**Data:**
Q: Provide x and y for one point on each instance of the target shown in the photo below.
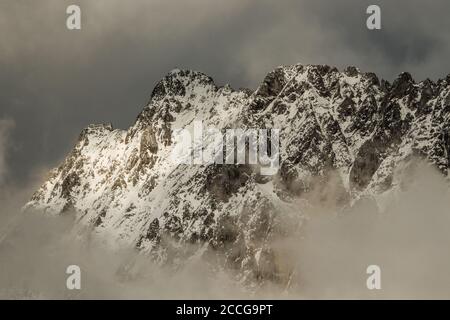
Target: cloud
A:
(6, 125)
(54, 82)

**Exercise brief:** A faithful, word-for-word version of the records above is needed, with no images in it.

**Solution:**
Q: Provide x and y for one point on each instance of the target shown in the photo below.
Target: cloud
A:
(6, 125)
(54, 82)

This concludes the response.